THE INPUT
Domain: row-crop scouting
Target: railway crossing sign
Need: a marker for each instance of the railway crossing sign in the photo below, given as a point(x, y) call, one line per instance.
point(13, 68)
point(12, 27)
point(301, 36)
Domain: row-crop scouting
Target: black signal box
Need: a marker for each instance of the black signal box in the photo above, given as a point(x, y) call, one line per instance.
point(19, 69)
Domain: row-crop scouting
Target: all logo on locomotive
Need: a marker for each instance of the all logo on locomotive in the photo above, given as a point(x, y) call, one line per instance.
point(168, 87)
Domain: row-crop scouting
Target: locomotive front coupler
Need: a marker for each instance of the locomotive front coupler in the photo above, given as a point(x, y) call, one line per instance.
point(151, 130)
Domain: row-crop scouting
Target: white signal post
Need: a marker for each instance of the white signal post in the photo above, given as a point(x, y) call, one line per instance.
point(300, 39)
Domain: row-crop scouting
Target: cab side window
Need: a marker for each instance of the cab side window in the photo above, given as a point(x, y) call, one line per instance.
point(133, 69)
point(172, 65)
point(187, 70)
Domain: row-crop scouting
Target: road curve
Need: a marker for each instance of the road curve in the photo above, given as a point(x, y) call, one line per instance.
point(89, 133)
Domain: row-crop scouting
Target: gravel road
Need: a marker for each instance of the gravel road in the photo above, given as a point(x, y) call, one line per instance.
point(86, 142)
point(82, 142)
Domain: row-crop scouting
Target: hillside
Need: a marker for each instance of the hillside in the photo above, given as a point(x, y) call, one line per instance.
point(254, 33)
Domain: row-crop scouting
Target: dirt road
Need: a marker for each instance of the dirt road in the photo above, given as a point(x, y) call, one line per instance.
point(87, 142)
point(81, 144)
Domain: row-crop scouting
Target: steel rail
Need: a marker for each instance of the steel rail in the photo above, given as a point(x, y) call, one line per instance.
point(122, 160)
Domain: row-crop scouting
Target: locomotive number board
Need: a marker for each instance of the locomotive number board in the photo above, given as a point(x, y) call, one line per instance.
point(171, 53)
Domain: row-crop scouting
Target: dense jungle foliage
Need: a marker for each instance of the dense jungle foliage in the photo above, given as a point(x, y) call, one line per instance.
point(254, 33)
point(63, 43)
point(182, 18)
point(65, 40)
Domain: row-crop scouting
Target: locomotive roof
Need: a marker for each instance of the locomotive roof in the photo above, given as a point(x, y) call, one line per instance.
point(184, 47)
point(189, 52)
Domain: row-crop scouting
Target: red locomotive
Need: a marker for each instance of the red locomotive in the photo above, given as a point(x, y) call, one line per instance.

EXERCISE
Nothing in the listing may be changed; retype it all exactly.

OUTPUT OF THE EXERCISE
Domain: row-crop scouting
Target: railway crossing sign
Need: a marker for each instance of the railway crossing sign in the photo below, given as a point(x, y) call, one line per instance.
point(13, 68)
point(12, 27)
point(301, 36)
Domain: row-crop scouting
Target: black signal box
Need: a marker for each instance of the black signal box in the photo above, given as a point(x, y) call, one line per instance.
point(19, 69)
Domain: row-crop scouting
Target: all logo on locomotive
Need: a marker for each instance of the all logo on locomotive in the photo above, given as a point(x, y) call, one line per instance.
point(168, 87)
Domain: row-crop scouting
Target: locomotive front coupler
Need: a marker for each instance of the locomotive front coupler in the photo above, given as a point(x, y) call, one line per instance.
point(151, 130)
Domain: row-crop scouting
Target: white signal post
Need: a marker for each instance of the white signal post in the photo above, given as a point(x, y) call, one line per instance.
point(300, 39)
Domain: row-crop scouting
Target: cab side window
Need: a marker for each instance of the cab side window in the photo above, given as a point(x, y) call, one line per instance.
point(133, 69)
point(172, 65)
point(187, 70)
Domain: row-crop scouting
Target: road curve
Need: a marker for each instance of the road curve in the photo above, given as a point(x, y) call, one line per instance.
point(89, 133)
Domain: row-crop scouting
Target: gravel road
Need: a marker for each instance of the gravel road in the photo above, given as a point(x, y) call, one line per instance.
point(86, 142)
point(82, 142)
Domain: row-crop scouting
Target: hillside
Need: a marker for each instance of the hillside in the photo above, given as a point(x, y) call, one line per instance.
point(254, 33)
Domain: row-crop scouting
Target: dirt road
Need: a marker for each instance of the dirt road in the photo above, given as a point(x, y) call, one line per instance.
point(87, 142)
point(81, 144)
Domain: row-crop scouting
Target: steel rail
Need: a marker for each instance of the steel rail in the photo above, given as a point(x, y) call, one line per instance.
point(122, 160)
Domain: row-crop scouting
Target: locomotive number board
Need: a marker for each instance of the locomotive number board in the photo above, given as a point(x, y) call, one line per instance.
point(171, 53)
Domain: row-crop scouting
Target: dense jungle foliage
Need: a marker for each instance of the dense jungle foliage in the photo above, given as a point(x, y) call, one line per instance.
point(254, 33)
point(63, 43)
point(182, 18)
point(65, 40)
Domain: row-crop scouting
Target: locomotive roof
Need: a marker for each instance of the locomotive roof in the photo above, given as a point(x, y) call, one line per instance.
point(184, 47)
point(189, 52)
Domain: row-crop scouting
Target: red locomotive
Need: a marker for each instance of the red locomotive in the photo above, given as a point(x, y) call, one line per instance.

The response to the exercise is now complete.